**Required task:**
Pick out each line in the records below that contains the word "concrete" and copy those lines in full.

**Data for this task:**
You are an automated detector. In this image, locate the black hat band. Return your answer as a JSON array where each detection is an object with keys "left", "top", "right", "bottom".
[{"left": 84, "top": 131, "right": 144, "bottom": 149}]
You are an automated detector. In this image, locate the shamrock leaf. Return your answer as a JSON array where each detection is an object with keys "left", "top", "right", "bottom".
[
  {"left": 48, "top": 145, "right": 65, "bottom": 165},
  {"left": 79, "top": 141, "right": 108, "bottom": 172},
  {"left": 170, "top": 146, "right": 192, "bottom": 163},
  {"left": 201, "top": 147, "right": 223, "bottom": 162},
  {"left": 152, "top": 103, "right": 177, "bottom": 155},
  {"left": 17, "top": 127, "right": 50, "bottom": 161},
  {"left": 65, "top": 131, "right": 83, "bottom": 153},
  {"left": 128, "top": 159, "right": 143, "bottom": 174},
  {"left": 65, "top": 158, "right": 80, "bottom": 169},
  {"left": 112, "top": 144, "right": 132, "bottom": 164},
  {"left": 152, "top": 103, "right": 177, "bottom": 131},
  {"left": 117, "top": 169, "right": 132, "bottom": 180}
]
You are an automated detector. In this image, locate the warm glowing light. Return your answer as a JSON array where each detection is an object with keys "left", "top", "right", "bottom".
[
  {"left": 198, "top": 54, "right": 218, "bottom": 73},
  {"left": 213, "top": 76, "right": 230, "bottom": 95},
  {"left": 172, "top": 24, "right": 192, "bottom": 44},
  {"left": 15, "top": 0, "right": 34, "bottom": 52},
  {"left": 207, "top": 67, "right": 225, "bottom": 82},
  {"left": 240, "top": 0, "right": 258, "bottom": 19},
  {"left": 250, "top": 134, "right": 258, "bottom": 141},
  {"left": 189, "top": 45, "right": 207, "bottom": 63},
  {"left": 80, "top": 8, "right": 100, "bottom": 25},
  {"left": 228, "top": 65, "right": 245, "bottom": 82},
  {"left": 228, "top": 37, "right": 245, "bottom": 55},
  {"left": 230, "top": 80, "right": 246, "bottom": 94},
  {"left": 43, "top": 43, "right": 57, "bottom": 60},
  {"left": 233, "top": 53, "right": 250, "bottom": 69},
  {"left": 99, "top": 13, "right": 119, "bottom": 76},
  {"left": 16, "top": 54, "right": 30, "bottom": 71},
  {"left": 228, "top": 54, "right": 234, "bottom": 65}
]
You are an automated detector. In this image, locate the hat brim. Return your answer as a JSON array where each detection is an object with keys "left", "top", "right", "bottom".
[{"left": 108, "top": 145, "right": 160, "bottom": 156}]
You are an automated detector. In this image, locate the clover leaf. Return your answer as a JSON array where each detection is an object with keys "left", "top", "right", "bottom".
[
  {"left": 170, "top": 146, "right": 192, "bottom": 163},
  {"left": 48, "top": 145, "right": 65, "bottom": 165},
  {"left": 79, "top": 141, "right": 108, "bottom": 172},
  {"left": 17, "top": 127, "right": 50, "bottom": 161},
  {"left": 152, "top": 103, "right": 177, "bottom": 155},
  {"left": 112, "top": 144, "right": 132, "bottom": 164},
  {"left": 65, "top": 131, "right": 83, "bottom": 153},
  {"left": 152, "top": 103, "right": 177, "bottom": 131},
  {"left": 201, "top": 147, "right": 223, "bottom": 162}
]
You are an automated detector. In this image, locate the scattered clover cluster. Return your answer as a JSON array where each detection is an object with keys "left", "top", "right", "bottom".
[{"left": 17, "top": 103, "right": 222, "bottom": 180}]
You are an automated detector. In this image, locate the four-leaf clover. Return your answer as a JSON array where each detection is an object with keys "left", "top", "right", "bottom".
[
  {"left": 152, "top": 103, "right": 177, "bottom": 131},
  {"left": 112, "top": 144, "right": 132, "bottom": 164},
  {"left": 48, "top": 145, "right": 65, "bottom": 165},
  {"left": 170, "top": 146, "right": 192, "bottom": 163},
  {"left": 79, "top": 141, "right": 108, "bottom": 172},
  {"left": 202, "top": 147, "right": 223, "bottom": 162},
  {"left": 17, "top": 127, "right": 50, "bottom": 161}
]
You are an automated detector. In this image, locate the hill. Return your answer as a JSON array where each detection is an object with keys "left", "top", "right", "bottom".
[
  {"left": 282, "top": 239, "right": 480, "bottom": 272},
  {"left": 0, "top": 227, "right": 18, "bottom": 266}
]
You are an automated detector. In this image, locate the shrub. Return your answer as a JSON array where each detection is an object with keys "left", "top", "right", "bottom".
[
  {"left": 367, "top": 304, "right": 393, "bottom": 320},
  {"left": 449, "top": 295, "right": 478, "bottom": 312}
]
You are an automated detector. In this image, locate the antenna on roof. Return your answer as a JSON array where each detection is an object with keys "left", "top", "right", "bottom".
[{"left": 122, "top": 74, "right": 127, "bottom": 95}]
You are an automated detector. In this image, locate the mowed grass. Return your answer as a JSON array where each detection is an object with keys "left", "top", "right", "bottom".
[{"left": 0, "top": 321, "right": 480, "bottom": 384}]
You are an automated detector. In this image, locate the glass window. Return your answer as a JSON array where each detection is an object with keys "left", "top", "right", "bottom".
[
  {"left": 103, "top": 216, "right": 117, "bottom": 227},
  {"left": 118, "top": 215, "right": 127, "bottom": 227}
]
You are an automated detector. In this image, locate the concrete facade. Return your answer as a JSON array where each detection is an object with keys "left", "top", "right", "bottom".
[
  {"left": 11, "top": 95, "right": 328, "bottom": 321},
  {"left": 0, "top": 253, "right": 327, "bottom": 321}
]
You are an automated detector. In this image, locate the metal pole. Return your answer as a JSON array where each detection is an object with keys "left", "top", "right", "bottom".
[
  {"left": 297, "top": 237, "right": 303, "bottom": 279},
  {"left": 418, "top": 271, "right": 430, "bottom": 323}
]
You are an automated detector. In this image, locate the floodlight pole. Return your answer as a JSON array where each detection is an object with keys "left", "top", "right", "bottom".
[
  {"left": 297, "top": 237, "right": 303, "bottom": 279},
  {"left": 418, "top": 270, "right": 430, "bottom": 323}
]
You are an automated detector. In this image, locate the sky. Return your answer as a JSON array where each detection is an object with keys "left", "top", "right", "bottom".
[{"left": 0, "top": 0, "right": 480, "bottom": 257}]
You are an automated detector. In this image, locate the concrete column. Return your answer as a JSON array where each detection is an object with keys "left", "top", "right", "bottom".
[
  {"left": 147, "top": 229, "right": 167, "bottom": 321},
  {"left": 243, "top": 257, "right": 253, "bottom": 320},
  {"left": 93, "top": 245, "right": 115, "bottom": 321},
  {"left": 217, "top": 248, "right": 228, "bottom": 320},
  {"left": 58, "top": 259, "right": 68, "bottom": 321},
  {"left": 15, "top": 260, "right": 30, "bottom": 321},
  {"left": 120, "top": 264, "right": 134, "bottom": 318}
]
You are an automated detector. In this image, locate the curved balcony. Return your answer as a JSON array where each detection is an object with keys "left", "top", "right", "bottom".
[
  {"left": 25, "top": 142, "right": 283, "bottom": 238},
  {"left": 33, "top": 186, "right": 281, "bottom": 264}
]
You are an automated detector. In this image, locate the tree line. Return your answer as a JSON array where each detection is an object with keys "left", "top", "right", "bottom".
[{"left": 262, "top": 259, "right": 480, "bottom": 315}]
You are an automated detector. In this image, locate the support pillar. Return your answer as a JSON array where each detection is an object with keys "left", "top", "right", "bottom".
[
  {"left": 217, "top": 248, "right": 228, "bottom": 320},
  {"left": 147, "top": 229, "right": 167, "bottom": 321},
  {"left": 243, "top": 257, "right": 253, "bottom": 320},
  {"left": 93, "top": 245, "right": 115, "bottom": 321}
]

**Result for this exercise:**
You are an automated detector. In this image, locate the concrete facade. Return your answer as a JSON array where each detection is an object with keys "left", "top", "right", "bottom".
You are an automated detector. In this image, locate the concrete column. Return your answer as a JSON array where each detection is an object with keys "left", "top", "right", "bottom".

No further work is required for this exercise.